=== ESTRATTO ===

Ero curioso, e molto, della presenza nel ruolo di Delfa di Alberto Allegrezza, docente, tra l’altro, di gestualità teatrale antica, ma lo spostamento temporale operato dal regista, che ha reso il suo personaggio un banale travestito dei nostri tempi, di quelli che frequentano i viali, mi ha impedito di osservare l’Allegrezza in ciò che più mi avrebbe incuriosito, ossia la gestualità. Il pubblico, in parte impreparato ed inconscio della feconda tradizione del tenore buffo en travesti barocco, è rimasto un po’ stupito da una voce tanto potente quanto sgarbata e così vivacemente caricaturale, tanto da non riconoscervisi alcuna impostazione lirica. Io, che questa tradizione ben conosco, considero la prova dell’Allegrezza assolutamente positiva dal punto di vista vocale, sebbene sempre ai limiti dell’esagerazione caricaturale, mentre invece mi ha infastidito la forzatura scenica, del resto da attribuirsi al regista.
Alle prese con il simpaticissimo Bibi, il bravo Giorgio Celenza avrebbe potuto invece lasciarsi scenicamente andare un poco di più, ma è rimasto condizionato dal costume da impiegato londinese del secolo passato con tanto di bombetta e dalla recitazione del(la) partner. Vocalmente ben padrone del personaggio, ha dato di sé una prova molto apprezzabile.
A fianco della squadra di “professionisti” del genere sono saliti sul palcoscenico i giovani selezionati attraverso il bando “Accademia barocca”, quasi tutti ben preparati. Ad un giovane addirittura è stato affidato il ruolo impegnativo del re Atrace, con l’esito scontato di una vocalità non ancora sufficientemente matura per il ruolo, lacunosa nel registro grave e non sempre precisa nelle agilità e negli abbellimenti. La voce di Lorenzo Barbieri è molto buona ed ha una fisicità interessante: ha bisogno di tempo e situazioni favorevoli per affermarsi, cosa che gli auguriamo, perché se lo merita.

=== MATERIALE FORNITO ===

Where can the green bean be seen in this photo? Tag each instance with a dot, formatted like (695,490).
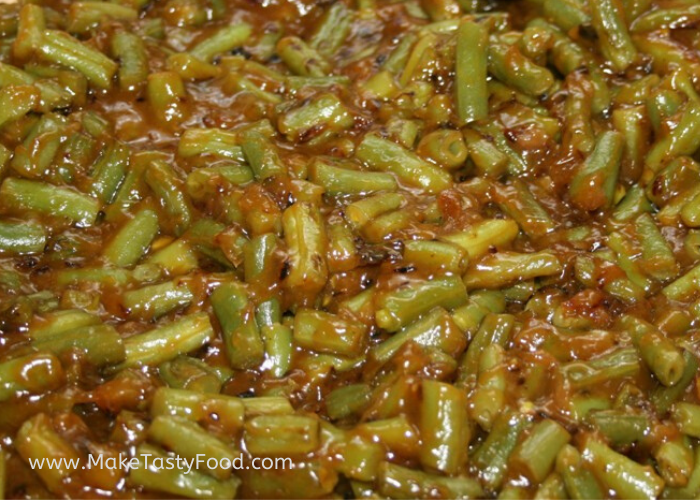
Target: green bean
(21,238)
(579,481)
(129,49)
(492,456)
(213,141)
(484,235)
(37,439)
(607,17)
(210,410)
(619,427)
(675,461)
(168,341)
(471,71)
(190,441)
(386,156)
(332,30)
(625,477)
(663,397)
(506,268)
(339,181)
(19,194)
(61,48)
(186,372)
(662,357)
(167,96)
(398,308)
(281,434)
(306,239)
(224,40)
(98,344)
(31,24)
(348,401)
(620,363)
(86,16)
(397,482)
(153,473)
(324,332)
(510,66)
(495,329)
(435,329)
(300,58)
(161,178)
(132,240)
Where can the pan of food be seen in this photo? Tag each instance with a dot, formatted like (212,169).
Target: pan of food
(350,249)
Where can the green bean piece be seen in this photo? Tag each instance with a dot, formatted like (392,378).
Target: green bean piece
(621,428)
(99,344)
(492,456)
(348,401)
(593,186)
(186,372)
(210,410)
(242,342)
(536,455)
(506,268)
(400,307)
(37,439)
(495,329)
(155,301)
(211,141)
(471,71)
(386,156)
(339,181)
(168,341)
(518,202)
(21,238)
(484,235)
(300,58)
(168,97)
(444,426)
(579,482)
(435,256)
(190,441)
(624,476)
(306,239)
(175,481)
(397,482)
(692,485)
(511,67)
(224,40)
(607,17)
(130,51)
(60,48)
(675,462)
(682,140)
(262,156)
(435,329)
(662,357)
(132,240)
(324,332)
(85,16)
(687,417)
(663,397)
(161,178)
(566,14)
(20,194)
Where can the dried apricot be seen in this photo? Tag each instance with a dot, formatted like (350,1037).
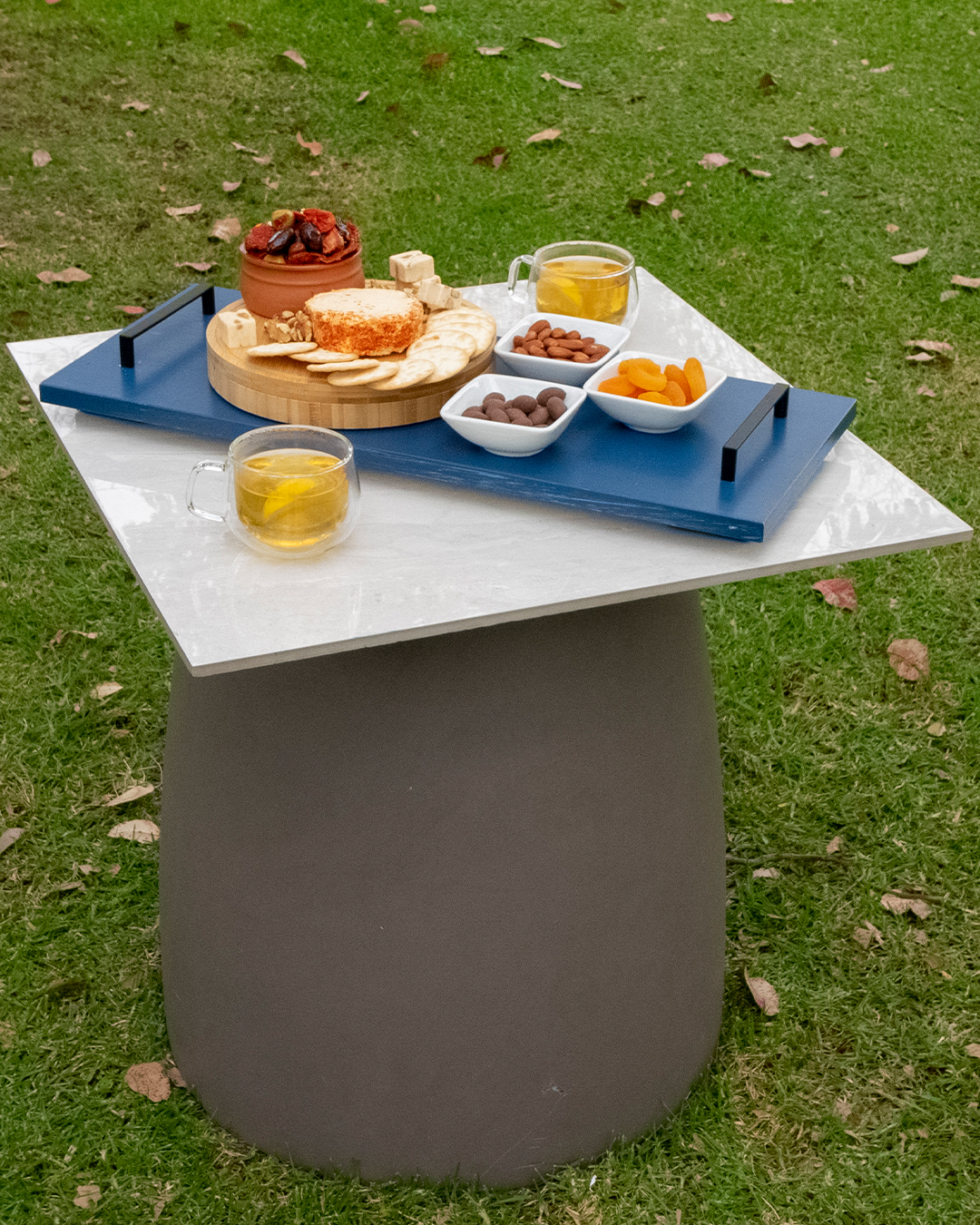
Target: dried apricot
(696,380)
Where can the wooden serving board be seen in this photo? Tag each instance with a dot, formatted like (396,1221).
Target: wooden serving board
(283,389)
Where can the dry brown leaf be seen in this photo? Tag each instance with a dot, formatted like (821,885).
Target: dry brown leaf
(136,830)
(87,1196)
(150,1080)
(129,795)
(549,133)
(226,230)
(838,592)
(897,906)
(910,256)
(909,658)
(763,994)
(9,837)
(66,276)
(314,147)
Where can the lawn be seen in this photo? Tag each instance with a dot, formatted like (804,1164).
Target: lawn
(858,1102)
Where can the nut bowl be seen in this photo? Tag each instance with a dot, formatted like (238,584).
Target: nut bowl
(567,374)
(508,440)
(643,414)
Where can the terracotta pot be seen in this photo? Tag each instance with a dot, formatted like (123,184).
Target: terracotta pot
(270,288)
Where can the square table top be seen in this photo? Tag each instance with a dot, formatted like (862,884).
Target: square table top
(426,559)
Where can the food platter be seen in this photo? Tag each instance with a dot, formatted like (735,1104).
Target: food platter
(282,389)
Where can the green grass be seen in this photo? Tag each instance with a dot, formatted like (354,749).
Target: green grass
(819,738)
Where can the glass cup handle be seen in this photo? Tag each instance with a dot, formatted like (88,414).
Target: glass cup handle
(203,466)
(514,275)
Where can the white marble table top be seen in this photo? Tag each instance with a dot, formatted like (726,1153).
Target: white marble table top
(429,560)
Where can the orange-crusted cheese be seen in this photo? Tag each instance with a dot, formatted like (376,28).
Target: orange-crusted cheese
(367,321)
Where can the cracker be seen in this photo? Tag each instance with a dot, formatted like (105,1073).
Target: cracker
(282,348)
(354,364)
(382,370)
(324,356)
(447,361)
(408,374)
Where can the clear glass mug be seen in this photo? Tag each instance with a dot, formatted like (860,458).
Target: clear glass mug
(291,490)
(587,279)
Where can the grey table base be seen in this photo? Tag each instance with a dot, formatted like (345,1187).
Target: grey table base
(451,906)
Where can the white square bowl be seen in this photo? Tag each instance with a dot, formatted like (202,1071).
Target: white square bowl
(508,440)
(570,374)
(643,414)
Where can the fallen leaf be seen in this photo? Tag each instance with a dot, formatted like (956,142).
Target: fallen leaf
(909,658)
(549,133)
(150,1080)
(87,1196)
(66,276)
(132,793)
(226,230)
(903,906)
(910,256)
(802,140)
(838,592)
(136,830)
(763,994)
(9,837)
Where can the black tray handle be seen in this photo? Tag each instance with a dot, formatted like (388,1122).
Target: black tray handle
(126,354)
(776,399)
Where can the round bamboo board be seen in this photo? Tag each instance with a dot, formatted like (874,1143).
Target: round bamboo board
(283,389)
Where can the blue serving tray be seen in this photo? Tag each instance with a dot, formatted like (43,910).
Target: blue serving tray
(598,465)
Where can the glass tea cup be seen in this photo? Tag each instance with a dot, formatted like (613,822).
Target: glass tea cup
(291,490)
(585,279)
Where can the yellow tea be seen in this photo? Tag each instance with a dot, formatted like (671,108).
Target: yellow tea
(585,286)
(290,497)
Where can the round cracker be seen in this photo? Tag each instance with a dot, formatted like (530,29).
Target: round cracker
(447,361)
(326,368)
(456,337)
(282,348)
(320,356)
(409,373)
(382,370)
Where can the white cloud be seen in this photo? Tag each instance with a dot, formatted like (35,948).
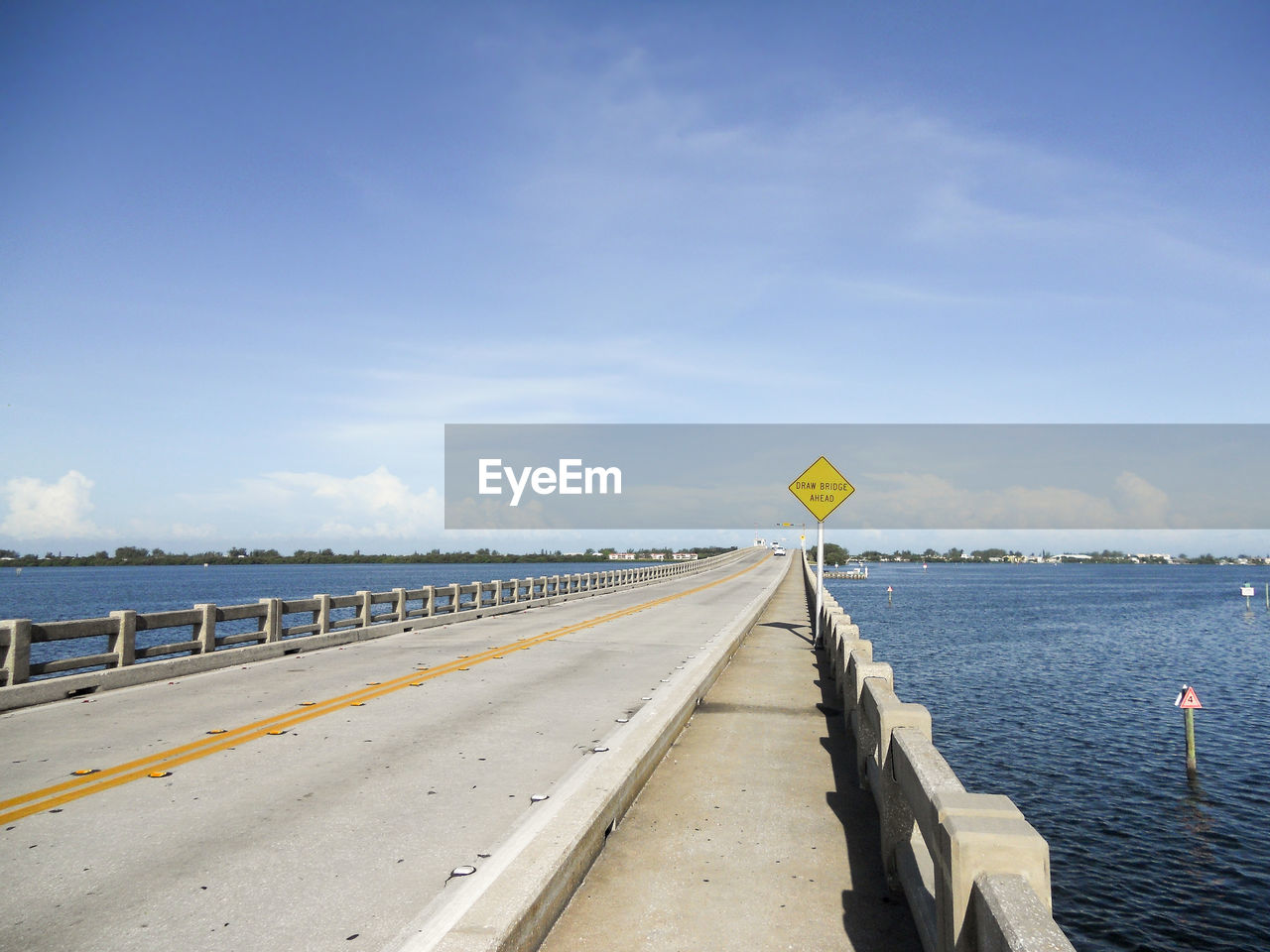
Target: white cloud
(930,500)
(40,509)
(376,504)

===

### COMPITO A
Nella recensione, quale ruolo è stato affidato a un giovane selezionato con il bando "Accademia barocca"?
### COMPITO B
Continua la recensione a partire dalla sua ultima frase.

### RISULTATO A
Il ruolo del re Atrace.

### RISULTATO B
Ottima la vocalità di Piersilvio de Santis, davvero interessante sin dalla prima uscita sulla scena, anche se ha dato il meglio di sé come Demonio.
Incerto scenicamente, vittima di molte distrazioni che gli facevano perdere di vista il personaggio, ma valido vocalmente anche il Cloridoro del giovane Federico Florio, che ha avuto più facilità di corda emotiva nei momenti dolci dell’innamorato piuttosto che nella virilità offesa dell’uomo tradito. Efficace e molto ben presente stilisticamente e vocalmente il Tidemo di Carlos Negrin Lopez.
Completavano il cast Benedetta Gaggioli, sufficiente nel suo doppio ruolo, senza brillare come dovuto nella scena di Proserpina e Shaked Evron, che necessita un poco di studio sull’emissione al fine di evitare frasi dal timbro non troppo gradevole.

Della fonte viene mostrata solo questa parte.